*WRITTEN REQUEST*
Turn the items from their first line up to and including the line containing "353,253 -> 373,276" into a JSON list of strings, one string per line. Leave out any blank lines.

*Dataset rows*
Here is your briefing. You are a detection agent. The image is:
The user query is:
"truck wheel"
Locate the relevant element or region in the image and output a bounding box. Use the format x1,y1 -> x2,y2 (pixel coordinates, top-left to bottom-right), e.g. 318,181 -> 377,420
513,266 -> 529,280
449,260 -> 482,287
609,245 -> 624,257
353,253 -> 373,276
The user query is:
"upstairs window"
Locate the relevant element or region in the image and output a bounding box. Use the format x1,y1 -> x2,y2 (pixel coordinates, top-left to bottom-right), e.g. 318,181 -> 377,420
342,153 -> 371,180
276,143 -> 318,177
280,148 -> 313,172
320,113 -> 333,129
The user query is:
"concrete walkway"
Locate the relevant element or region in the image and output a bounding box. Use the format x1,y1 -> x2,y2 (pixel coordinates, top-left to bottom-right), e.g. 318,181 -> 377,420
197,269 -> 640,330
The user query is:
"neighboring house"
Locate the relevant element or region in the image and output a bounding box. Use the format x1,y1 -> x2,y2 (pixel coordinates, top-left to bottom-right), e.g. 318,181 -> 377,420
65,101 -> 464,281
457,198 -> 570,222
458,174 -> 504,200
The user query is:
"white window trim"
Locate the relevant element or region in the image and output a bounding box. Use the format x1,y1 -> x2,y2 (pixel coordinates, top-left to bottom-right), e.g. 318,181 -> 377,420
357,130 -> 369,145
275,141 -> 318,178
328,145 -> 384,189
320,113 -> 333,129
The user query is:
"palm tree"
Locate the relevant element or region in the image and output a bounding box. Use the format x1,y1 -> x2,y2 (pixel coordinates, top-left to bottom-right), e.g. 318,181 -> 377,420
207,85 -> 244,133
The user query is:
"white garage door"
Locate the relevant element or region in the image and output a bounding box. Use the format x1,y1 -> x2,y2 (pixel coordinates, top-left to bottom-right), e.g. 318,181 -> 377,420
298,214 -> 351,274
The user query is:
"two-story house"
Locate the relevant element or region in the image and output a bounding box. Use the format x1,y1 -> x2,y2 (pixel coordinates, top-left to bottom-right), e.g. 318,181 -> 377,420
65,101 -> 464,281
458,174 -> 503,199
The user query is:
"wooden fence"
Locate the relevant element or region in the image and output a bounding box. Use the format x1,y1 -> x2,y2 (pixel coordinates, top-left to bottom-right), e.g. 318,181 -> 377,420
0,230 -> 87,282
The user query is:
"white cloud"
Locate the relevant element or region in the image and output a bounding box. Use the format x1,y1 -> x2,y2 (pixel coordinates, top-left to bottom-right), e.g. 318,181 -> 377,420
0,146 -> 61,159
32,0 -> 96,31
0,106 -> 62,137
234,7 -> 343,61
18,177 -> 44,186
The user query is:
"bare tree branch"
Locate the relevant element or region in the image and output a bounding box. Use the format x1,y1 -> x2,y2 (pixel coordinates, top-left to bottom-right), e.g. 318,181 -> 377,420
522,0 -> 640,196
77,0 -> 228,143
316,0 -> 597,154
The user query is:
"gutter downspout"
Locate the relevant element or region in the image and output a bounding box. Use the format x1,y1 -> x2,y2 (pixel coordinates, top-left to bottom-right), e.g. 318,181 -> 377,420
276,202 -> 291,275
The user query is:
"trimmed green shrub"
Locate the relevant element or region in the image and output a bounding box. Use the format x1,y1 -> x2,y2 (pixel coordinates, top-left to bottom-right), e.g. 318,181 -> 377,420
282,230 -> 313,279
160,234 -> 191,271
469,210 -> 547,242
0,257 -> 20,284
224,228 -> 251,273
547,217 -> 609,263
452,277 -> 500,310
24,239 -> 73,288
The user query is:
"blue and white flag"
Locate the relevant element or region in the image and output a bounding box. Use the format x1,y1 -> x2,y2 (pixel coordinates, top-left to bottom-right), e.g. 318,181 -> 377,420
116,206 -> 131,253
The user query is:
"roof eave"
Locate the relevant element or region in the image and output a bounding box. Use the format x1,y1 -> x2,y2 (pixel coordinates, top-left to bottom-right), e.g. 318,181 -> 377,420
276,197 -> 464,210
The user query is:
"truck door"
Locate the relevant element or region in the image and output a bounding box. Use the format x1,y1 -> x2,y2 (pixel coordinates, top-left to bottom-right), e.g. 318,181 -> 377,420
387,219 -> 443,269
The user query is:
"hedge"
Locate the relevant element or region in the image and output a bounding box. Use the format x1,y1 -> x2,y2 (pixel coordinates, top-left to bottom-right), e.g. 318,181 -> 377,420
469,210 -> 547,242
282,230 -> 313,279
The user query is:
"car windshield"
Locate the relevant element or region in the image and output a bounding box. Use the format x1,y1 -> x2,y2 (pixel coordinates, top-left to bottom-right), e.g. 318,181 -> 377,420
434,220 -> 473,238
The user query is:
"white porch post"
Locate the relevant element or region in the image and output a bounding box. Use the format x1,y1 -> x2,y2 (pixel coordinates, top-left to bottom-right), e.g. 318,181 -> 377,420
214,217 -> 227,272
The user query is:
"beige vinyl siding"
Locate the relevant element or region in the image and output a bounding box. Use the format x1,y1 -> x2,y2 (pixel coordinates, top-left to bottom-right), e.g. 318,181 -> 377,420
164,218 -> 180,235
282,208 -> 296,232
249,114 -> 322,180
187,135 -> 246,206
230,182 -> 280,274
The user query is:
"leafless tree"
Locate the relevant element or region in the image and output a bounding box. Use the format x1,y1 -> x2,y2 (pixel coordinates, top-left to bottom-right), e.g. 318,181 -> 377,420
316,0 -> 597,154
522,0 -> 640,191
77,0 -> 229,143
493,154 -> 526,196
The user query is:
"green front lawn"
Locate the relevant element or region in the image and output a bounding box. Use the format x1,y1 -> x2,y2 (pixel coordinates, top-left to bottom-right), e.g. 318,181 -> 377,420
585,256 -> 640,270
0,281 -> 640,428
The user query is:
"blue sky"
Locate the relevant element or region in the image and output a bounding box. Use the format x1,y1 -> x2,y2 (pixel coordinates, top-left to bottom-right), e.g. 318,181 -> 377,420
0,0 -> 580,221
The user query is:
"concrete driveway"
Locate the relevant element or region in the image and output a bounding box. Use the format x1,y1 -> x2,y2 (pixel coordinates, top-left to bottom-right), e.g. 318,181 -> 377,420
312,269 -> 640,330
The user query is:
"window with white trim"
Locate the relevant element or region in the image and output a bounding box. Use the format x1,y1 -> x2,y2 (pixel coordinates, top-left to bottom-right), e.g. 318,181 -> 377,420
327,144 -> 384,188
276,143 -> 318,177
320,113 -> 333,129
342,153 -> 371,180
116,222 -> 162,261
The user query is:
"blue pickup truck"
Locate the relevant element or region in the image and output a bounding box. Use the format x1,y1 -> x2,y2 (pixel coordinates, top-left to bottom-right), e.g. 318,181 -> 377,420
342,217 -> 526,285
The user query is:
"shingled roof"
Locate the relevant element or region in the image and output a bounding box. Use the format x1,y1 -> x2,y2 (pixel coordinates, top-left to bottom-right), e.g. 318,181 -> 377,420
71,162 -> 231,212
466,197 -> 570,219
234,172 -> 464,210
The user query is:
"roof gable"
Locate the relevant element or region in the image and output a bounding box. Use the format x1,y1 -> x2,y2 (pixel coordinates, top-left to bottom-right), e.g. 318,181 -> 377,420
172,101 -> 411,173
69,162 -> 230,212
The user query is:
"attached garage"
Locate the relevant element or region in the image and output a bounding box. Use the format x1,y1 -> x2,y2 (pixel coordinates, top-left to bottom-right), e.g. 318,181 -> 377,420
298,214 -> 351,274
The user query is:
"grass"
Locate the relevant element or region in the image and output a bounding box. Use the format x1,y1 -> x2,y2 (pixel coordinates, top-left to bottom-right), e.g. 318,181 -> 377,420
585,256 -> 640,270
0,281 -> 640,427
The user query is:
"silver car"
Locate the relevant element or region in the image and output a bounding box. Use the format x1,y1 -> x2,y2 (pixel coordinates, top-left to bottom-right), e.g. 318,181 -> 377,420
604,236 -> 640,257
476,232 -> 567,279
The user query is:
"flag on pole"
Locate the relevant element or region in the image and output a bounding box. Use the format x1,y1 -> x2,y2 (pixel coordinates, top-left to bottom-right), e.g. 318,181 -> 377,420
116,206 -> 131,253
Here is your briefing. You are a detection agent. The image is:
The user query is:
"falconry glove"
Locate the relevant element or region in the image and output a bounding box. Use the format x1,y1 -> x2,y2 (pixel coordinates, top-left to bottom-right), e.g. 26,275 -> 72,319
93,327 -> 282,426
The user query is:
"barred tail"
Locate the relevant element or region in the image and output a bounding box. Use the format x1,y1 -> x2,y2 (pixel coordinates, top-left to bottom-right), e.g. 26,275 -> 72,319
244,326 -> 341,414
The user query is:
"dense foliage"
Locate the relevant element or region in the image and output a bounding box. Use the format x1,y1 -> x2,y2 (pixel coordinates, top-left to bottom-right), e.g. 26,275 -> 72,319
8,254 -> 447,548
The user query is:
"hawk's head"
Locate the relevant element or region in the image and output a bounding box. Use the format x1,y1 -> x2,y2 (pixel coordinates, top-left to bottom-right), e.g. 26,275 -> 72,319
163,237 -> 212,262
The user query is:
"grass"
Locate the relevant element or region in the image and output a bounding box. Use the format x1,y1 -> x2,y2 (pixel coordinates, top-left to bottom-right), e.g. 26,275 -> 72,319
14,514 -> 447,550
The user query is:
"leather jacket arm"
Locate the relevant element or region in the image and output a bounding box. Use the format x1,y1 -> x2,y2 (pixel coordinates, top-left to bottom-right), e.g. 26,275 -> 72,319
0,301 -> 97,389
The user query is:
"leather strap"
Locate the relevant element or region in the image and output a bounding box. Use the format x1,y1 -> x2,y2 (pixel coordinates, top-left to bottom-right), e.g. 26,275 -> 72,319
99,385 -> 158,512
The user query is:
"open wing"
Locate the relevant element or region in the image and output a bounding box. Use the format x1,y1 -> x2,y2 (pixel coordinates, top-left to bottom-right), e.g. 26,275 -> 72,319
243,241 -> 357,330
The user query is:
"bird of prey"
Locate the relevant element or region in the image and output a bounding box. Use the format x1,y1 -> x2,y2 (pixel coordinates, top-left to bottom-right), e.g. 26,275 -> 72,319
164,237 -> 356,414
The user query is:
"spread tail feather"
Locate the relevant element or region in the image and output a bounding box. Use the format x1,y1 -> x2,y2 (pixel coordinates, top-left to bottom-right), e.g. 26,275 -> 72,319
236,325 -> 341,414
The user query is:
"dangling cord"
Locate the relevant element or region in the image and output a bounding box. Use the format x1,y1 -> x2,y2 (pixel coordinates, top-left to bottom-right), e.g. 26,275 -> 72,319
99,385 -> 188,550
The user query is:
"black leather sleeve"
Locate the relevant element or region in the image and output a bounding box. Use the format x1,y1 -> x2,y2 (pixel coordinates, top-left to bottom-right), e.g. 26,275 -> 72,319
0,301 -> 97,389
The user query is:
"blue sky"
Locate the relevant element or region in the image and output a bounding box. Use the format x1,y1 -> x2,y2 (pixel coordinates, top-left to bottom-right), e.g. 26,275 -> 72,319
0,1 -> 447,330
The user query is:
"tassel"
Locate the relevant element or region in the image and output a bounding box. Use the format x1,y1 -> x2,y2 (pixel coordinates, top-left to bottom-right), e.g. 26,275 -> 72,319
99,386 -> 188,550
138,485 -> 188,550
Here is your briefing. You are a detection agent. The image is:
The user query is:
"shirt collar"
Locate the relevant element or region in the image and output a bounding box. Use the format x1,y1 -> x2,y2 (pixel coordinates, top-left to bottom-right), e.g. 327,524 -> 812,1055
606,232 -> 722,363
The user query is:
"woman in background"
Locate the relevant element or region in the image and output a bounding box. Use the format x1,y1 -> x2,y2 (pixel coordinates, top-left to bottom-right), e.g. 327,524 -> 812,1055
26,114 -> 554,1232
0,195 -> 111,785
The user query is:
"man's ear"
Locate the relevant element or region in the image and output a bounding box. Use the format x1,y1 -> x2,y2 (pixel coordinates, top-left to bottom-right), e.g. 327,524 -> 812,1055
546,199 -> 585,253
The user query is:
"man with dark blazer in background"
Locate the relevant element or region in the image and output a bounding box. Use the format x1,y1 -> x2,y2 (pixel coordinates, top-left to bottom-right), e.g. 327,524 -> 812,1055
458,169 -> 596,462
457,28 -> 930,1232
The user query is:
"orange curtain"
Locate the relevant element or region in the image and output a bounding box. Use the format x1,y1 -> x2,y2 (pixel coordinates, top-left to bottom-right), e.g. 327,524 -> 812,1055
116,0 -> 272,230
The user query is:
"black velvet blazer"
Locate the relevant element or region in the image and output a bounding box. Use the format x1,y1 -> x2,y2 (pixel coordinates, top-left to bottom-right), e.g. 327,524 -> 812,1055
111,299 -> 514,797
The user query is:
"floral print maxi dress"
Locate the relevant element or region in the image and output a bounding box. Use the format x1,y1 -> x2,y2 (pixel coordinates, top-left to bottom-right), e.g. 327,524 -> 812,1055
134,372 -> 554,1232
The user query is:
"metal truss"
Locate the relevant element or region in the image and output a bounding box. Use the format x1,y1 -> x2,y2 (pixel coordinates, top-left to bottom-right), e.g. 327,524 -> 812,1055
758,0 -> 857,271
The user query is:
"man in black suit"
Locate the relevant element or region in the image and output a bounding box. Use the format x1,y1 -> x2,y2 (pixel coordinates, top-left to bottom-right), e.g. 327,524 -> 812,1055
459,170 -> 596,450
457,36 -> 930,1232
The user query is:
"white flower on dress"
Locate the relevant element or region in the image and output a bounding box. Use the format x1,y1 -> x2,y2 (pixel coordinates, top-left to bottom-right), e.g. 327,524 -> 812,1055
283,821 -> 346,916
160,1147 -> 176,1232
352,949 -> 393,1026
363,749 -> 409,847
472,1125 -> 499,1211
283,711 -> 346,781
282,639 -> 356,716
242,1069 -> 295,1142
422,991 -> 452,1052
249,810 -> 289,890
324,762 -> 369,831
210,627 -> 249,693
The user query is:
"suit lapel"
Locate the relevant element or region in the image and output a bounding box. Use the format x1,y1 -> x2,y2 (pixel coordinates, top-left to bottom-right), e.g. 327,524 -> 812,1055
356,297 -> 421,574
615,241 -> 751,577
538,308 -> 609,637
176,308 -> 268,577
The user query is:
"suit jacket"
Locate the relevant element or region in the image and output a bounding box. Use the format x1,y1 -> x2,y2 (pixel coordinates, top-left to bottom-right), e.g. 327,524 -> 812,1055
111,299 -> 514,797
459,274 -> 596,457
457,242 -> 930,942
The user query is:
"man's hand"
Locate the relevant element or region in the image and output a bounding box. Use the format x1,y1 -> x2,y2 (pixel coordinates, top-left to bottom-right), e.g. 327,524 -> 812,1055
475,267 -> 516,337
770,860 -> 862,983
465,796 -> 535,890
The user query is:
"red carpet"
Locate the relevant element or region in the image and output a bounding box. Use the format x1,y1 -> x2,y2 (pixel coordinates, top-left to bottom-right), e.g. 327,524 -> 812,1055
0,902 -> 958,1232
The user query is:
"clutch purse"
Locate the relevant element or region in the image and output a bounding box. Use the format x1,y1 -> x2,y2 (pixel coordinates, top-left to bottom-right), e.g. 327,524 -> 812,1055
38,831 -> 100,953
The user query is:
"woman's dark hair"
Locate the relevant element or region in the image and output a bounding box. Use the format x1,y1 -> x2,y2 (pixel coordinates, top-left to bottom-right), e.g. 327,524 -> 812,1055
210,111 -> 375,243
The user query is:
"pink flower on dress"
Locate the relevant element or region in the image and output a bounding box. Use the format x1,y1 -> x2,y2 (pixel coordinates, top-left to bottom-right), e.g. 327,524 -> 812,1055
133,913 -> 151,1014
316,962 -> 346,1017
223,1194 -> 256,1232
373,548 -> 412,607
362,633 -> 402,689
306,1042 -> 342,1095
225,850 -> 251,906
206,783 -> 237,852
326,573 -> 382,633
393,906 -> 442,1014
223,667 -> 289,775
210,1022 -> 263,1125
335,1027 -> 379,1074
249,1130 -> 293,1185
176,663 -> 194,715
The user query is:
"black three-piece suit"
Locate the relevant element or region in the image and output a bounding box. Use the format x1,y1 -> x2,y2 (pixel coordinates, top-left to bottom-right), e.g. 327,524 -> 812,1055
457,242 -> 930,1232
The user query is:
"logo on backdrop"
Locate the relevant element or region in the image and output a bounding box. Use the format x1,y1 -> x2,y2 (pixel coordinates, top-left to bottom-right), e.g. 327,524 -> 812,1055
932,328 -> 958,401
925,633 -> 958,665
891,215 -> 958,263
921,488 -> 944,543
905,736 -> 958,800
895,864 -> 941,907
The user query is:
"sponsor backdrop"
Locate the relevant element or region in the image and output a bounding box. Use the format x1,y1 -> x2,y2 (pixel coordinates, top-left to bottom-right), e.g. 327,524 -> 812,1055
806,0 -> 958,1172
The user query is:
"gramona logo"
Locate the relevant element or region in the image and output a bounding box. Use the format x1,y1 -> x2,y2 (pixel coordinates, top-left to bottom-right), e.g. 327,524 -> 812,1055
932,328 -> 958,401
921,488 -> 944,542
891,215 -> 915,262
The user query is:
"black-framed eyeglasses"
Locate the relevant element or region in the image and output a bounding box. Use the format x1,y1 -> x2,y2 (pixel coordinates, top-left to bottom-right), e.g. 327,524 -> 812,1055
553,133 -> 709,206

*CORRECT ANSWER*
[
  "Here is your briefing. You are a detection agent. The image is:",
  "The user query is:",
  "\"truck wheel\"",
  "Locate the relevant element or region in the image and output a bounding box. Use the format x1,y1 -> x2,y2 (pixel coordinates, top-left to bottom-right), e.g. 318,181 -> 377,420",
  "513,266 -> 529,280",
  "449,260 -> 482,287",
  "609,245 -> 624,257",
  "353,253 -> 373,276"
]